The first scientific classification of skin colour was made by Felix von Luschan, an Austrian anthropologist who spent most of his career in Berlin before the First World War. He created what is known as ‘the von Luschan chromatic scale’ which divided skin colour into 36 shades. He created 36 opaque glass tiles, each coloured with a different skin shade, which could be held against a person’s skin to determine their number on the scale. Given the era, you will not be surprised to hear that this all had a racist overtone. Von Luschan was a member of the German Society for Racial Hygiene – ‘hygiene’ meaning cleansing the Nordic races by sterilisation and other techniques. Nonetheless, von Luschan’s classification of skin types remains.
The next step in skin type classification was taken by Thomas B Fitzpatrick, a 20th century dermatologist. Much of his research work was to do with the effects of sunburn on the development of melanomas (skin cancers), and on the production of sunscreens. In 1975, he devised his own scale of skin colour types, called ‘the Fitzpatrick scale’, as shown below. This incorporates the earlier von Luschan classification (shown in brackets).
- Type I (scores 0–6). This type of skin always burns, and never tans (pale white; blond or red hair; blue eyes; freckles).
- Type II (scores 7–13) This type of skin usually burns, and tans minimally (white; fair; blond or red hair; blue, green, or hazel eyes)
- Type III (scores 14–20) This type of skin sometimes suffers mild burns, but tans uniformly (cream white; fair with any hair or eye color)
- Type IV (scores 21–27) This type of skin burns minimally, but always tans well (moderate brown)
- Type V (scores 28–34) This type of skin very rarely burns, but tans very easily (dark brown)

DATA FOR REVIEW –

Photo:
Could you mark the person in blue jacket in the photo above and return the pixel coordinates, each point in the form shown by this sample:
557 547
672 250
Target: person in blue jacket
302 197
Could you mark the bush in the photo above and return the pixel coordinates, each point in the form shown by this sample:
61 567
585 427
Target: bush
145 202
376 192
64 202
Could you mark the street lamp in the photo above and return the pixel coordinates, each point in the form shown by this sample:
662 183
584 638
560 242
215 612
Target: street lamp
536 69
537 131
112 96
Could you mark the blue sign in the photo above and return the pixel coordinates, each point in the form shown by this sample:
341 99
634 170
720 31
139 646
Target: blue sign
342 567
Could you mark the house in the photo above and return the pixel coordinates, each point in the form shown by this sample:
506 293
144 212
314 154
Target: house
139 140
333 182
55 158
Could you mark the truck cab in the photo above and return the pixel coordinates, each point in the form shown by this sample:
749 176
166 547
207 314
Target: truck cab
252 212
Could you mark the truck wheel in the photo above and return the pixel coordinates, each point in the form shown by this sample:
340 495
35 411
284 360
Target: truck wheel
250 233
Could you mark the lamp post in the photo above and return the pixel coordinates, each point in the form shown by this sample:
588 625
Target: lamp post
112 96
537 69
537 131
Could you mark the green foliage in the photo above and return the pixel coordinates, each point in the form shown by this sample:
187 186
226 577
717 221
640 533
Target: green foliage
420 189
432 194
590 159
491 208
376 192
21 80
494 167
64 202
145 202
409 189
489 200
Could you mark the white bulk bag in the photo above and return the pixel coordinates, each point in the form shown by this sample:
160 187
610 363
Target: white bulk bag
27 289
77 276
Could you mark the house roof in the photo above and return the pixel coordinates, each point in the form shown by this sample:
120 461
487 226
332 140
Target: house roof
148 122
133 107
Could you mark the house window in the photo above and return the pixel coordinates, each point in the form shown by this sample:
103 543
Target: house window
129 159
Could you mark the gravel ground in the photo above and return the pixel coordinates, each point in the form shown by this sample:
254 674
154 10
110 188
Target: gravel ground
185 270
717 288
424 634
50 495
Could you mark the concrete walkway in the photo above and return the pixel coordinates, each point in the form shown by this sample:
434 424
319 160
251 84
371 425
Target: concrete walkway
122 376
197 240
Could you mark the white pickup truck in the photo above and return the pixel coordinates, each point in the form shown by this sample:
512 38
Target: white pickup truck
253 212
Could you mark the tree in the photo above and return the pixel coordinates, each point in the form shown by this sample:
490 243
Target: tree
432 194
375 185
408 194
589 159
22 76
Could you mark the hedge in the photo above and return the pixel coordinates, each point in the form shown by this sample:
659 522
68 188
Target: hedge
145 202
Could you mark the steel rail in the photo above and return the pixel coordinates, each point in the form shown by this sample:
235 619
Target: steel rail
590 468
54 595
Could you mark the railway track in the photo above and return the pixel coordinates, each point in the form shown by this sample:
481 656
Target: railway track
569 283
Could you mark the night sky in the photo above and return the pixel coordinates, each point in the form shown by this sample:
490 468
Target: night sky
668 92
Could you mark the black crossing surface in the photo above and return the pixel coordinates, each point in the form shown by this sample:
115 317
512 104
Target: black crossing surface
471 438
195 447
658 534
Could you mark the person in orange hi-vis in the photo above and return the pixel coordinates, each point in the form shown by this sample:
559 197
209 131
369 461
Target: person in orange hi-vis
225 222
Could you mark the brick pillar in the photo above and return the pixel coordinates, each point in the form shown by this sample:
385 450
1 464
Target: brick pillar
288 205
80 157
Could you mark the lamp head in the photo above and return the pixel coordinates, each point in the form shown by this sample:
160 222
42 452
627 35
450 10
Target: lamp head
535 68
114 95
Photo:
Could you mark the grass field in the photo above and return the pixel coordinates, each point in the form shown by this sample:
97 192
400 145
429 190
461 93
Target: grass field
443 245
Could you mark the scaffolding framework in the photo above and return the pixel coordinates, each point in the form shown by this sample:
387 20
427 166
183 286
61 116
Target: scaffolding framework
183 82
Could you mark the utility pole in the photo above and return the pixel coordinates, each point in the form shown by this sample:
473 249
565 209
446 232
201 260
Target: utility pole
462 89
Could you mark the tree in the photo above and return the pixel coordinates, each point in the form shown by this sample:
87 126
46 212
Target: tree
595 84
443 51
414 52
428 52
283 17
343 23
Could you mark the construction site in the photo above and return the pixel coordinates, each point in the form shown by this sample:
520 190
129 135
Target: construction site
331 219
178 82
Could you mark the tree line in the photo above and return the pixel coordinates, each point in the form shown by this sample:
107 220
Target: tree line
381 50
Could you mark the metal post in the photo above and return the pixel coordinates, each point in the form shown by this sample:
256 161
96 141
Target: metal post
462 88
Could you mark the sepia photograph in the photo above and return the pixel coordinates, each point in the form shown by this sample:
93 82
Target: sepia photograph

WHAT TO DO –
[1] Condense the paragraph of the text on skin color classification that begins "The next step in skin type classification" into a short bulleted list that keeps its main facts.
[2] Carry the text on skin color classification forward from the point where it stops.

ANSWERS IN ORDER –
[1]
- Thomas B Fitzpatrick, a 20th-century dermatologist, took the next step in skin type classification.
- Much of his research dealt with how sunburn affects the development of melanomas (skin cancers), and with the production of sunscreens.
- In 1975 he devised his own scale of skin color types, called the Fitzpatrick scale.
- The scale incorporates the earlier von Luschan classification.

[2]
- Type VI (scores 35–36) This type of skin never burns, and never tans (deeply pigmented dark brown to darkest brown).
This all has significance in the modern day ’emojis’. If you send and receive lots of texts, you’re probably very familiar with ‘smileys’ and other pictorial representations, such as ’emoticons’. Emoticons are human expressions represented by typeable characters e.g. 🙂 and 🙁 . Unicode is a system for coding standardised characters and pictures of things in a numerical and alphabetical system. One manifestation of this is the Wingdings or Dingbat fonts on your computer.
The Unicode system includes 49 emojis that represent people or body parts. These can then be altered by ‘modify characters’ to show different skin colours, according to the Fitzpatrick scale. Here’s an example of some of them.
It has been suggested that this also has racial overtones. But it seems very reasonable to me that the whole world does not wish to find itself represented as white Anglo-Saxons.
I am sure Jesus, as an IF47C, is fed up with Western Art portraying him as a blond FITZ-1-2, and would prefer to be portrayed as an FITZ-4-5.